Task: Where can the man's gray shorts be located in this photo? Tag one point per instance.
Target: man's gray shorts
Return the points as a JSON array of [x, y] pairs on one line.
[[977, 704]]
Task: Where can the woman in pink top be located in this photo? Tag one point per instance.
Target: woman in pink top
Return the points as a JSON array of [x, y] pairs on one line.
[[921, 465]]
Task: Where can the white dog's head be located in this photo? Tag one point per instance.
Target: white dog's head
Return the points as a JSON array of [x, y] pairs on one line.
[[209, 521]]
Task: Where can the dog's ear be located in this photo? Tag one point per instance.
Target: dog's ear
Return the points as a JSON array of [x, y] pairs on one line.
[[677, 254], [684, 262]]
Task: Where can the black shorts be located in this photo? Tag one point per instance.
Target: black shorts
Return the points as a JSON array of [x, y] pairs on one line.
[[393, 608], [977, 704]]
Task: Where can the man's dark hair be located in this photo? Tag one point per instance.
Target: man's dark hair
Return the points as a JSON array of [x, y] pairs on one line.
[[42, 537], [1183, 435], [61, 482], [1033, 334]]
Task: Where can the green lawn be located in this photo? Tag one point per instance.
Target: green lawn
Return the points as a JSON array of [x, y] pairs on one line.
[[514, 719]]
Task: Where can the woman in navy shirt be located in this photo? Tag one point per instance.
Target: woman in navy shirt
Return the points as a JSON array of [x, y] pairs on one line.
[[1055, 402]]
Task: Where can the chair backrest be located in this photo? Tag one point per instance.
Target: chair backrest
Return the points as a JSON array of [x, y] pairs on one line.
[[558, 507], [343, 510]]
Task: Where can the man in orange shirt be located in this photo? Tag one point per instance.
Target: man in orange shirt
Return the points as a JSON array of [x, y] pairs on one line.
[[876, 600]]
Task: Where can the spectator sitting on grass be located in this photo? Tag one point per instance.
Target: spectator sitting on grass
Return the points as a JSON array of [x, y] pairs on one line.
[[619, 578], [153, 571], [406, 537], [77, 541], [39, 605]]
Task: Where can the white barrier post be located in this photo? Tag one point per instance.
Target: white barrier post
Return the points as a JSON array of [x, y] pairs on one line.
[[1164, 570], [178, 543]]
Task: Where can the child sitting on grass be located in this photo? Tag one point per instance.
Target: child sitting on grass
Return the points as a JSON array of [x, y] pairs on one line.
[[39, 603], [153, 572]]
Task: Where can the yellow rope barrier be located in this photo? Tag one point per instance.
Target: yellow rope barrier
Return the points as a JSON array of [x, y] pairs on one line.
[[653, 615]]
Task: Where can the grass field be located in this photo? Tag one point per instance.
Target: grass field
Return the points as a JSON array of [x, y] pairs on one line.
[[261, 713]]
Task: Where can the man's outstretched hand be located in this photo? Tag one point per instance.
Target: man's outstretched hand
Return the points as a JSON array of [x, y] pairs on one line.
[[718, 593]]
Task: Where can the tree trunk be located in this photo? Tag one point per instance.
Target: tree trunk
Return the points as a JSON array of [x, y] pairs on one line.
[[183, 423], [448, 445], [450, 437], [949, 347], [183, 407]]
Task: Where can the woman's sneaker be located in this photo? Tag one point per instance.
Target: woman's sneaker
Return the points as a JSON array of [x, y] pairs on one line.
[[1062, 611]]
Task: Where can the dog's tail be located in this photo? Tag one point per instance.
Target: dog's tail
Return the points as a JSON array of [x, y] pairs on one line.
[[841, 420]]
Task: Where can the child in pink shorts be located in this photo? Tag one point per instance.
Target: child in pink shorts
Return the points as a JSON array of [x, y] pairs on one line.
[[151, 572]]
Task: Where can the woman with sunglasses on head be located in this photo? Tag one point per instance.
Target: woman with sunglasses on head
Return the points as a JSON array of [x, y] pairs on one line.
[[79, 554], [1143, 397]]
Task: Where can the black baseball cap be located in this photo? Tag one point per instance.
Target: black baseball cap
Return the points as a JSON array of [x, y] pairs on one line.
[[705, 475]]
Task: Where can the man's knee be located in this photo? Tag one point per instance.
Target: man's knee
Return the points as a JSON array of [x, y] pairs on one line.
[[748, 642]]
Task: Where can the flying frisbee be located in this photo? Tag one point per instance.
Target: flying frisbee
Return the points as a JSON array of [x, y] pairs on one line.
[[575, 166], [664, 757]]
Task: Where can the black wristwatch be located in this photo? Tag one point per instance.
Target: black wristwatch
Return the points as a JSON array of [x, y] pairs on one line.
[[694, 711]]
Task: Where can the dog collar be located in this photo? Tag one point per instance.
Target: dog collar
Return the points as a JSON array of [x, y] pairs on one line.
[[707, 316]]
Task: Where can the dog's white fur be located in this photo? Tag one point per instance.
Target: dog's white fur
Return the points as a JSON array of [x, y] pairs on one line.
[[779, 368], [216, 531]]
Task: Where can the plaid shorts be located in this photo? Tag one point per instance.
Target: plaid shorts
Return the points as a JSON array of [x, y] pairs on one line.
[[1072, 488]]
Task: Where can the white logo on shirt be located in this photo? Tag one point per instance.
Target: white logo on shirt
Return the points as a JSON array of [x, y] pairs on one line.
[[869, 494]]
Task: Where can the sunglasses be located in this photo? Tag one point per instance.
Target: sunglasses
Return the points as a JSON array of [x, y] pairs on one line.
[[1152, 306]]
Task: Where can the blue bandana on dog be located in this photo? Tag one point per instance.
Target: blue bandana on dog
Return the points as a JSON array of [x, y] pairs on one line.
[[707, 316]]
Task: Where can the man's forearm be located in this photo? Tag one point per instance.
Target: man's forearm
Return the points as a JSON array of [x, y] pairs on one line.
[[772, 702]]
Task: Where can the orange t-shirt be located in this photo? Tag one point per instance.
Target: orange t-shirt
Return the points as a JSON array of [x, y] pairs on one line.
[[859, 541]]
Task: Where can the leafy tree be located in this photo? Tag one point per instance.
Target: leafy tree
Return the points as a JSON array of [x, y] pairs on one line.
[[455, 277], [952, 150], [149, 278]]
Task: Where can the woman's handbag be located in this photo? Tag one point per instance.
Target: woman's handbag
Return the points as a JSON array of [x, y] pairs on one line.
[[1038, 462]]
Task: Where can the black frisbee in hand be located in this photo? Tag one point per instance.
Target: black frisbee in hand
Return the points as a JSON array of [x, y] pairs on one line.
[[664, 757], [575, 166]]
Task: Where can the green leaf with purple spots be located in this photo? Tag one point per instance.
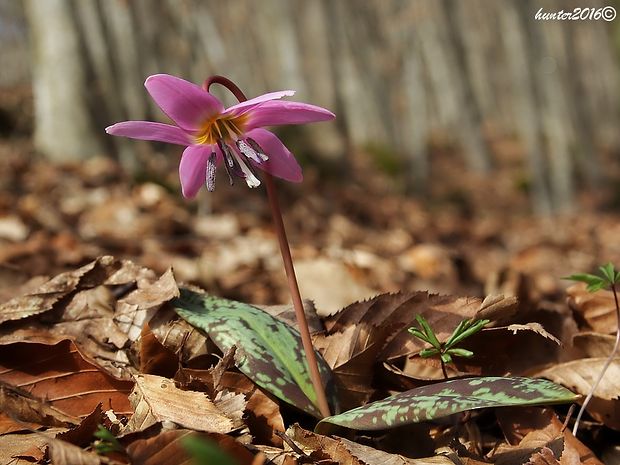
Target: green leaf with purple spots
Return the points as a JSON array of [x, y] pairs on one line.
[[449, 397], [269, 351]]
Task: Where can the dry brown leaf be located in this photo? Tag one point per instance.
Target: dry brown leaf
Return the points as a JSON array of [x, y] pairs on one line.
[[178, 336], [25, 448], [59, 375], [330, 284], [263, 413], [534, 429], [156, 399], [593, 345], [101, 327], [82, 434], [22, 407], [343, 451], [352, 364], [166, 448], [579, 376], [536, 327], [286, 313], [65, 453], [104, 270], [597, 309], [155, 358], [11, 425], [397, 312], [497, 308]]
------------
What needs to be done: Write out the entire listing above word for word, leaving out the pictures.

Result of this exercise:
Task: Where can the man's gray shorts be located in this photo? Tag one point per instance.
Target: man's gray shorts
Return the points as a JSON array of [x, y] pairs on one line.
[[977, 704]]
Task: Where can the woman in pink top be located in this photo? Tag one point per instance.
Target: woman in pink top
Return the points as a JSON array of [x, y] pairs on one line.
[[921, 465]]
Task: Where can the white dog's head be located in this photo? Tag one point per instance.
Target: white dog's head
Return the points as a JSON array of [x, y] pairs on one line.
[[209, 521]]
Task: Where can the dog's ear be located in this photo? Tag one point per instance.
Target: dog's ear
Return the points as a JSON array of [x, y] pairs on one line.
[[677, 254], [684, 262]]
Task: Where can the black shorts be located in this photo? Tag one point per instance.
Target: black shorts
Return the points as a JSON array of [x, y] pairs on one line.
[[393, 608], [977, 704]]
Task: Where can the man's dark hair be located in this photo? Tag one point per instance.
Target: man's dark hair
Return the points as a JSON array of [x, y] pairs on one line.
[[42, 537], [1183, 435], [61, 482], [1033, 334]]
Task: Where can the green lawn be located in this photo? Tag one point per instance.
Target: green lawn
Return the points as a JSON array of [x, y] pairs on one line.
[[514, 719]]
Task: Where can the woman in navy shirt be located in this photo? Tag one point per instance.
Target: woman in navy shirt
Return the points as a JSON array of [x, y] pairs on one line.
[[1055, 402]]
Task: Where can the chair backrest be located in this photo? Tag one point per instance.
Target: chair backrest
Return the points as a JSON array of [x, y] pairs on one line.
[[558, 507], [343, 510]]
Task: Where can the man in orange shirt be located in this photo? Tag one point per instance.
Target: man in orange shirt
Return the points as a JSON array of [x, y] pairs on one line.
[[876, 600]]
Task: Where can the spectator sitting on grass be located in this photo? Tag one point per instance.
Target: spectator sitting on grass
Return the points as a JSON array of [x, y] pairs on one line.
[[619, 578], [153, 571], [406, 537], [77, 541], [39, 605]]
Task: Where can the white barrier post be located in this photo? Tag one point per instance.
Target: white barrier post
Return the points as a JSON array of [x, y] pairs on one line.
[[1164, 570], [178, 543]]
Task: Where can the child sitting on grass be located in this photo? Tag one point per instance.
Target: child sitting on grass
Return the points as a JSON array of [x, y] pairs on one line.
[[39, 603], [153, 572]]
Task: Where can the yellow rope barrier be located in this photo? Tag one point per instance.
Target: yellow rope barrier
Return the points as a JSON array of [x, y] pairs on one line.
[[653, 615]]
Task: Where can the grass field be located in this photo? Tag one point per instance.
Target: grass field
Return the points as a JSON array of [x, y] pairs on one line.
[[261, 713]]
Task: Where can the man's outstretched hand be located in this photo? Tag one point per instance.
Target: man's outstretched hand
Return the points as a JSON array of [x, y] pairs on one line.
[[718, 593]]
Task: Where can the tree trunk be located in this photo? Tag one point per instance.
Target: tree trunk
Return the points as a JSON array of [x, y] pairs on one line.
[[183, 423], [448, 445], [450, 437], [949, 347], [183, 407]]
Task: Where can the woman's sneaker be located in this photo? Tag one point per instance.
Target: woman's sneaker
Return the points as a JSON array of [x, y] pairs on one line.
[[1062, 611]]
Task: Where can the dog's tail be located in this photo? Tag one point per instance.
Target: dog's tail
Return the points as a JSON array of [x, y] pairs on one line.
[[841, 420]]
Task: Where can the child in pink shorts be located in this photo? Tag one point per instance.
Target: child in pink shorts
Return the points as a JSON array of [x, y] pairs on one line.
[[151, 572]]
Task: Where can the woman with sunglasses on head be located in this photo? Tag one point per instance.
Target: woman with sunglasses on head
Return the points as a JSON array of [x, y] pairs on one line.
[[79, 554], [1143, 397]]
Task: Where can the black baseball cap be located in this photo? Tag one point per instance.
Target: black baseball cap
Return the points as a JSON array of [x, y] pairs on one line.
[[705, 475]]
Task: Where can the man's knee be located in this photo? Tag one point per instance.
Target: man's knee
Return the points as a JSON array of [x, y] pairs on one line.
[[748, 642]]
Task: Where can the flying frisbee be located in this photo? Tag one point per instance.
Target: flying frisbee
Return the points as a JSON array of [x, y] pairs on one line.
[[575, 166], [664, 757]]
Task: Where can the black wristwatch be located in this photo? Tag one point per instance.
Target: black wristwatch
Return the points as a JSON array of [x, y] pairs on one line.
[[694, 711]]
Task: Where can the dog collar be located in this photo? Tag one point per instance.
Target: dog collar
Return the points as a JSON array of [x, y] pairs on one line.
[[707, 316]]
Task: Where can the dog's white fur be located in this photo? Tag one point per instance.
Target: dog's white fur
Return the points as a JSON array of [x, y] pairs on one line.
[[779, 368], [216, 531]]
Task: Where can the plaid shorts be located in this photo? Tag one point per instance.
Target: plaid shorts
Return the points as a JSON array of [x, y] pairs on one line.
[[1072, 488]]
Task: Where can the white logo on shirt be located in this photo? Tag one point per instance.
Target: white logo on shirt
Return the points as a JSON array of [x, y] pairs on one line.
[[869, 494]]
Task: Where can the sunglasses be located in this photo? Tag one point per instance.
Target: sunglasses
Return the points as a JSON array of [x, y] pairs on one line.
[[1152, 306]]
Task: Where can the blue bandana on dog be located in this photo? Tag one point per instance.
Target: blue bandana on dog
Return the points as a JSON array of [x, y] pairs on one line.
[[707, 316]]
Task: Where can the man's forearm be located in this photo? Tag one point per instance.
Target: man's forearm
Return the points as a JSON array of [x, y] pairs on one line.
[[772, 702]]
Task: Where can the orange t-shirt be located in this photo? Tag one point per instance.
Target: orange t-shirt
Return the points as a JSON array of [x, y] pairs on one line.
[[859, 541]]
Task: Where can the leafy tree be located in this photo? Tag one point per instance.
Target: leafy tree
Return the points as a JSON array of [x, y] pairs on one line.
[[455, 277], [952, 150], [149, 278]]
Task: Where can the woman's handbag be located in this photo? Tag one point per instance.
Target: woman's handbag
Return the points as a JSON array of [x, y] pairs on one line.
[[1038, 462]]
Task: Where can the black frisbee in hand be located in this photo? Tag one point per instance.
Target: black frisbee in hand
Return the points as a JSON array of [x, y] pairs on one line.
[[664, 757], [575, 166]]
Task: Where can the green leaf with purple spots be located in this photo? Tag one point per instance.
Target: green leaf with purple spots
Return the points as a JSON array of [x, y] pairs on one line.
[[449, 397], [269, 351]]
Task: Where can the dry brown leaf be located in this photo? Tag one point per instance.
Target: dry brown leaf
Return the points as a JSON array of [x, y] pairs on one line.
[[178, 336], [25, 448], [59, 375], [330, 284], [263, 413], [534, 429], [156, 399], [593, 345], [101, 327], [82, 434], [22, 407], [343, 451], [352, 364], [166, 448], [579, 376], [536, 327], [286, 313], [65, 453], [104, 270], [597, 309], [155, 358], [11, 425], [397, 312], [497, 308]]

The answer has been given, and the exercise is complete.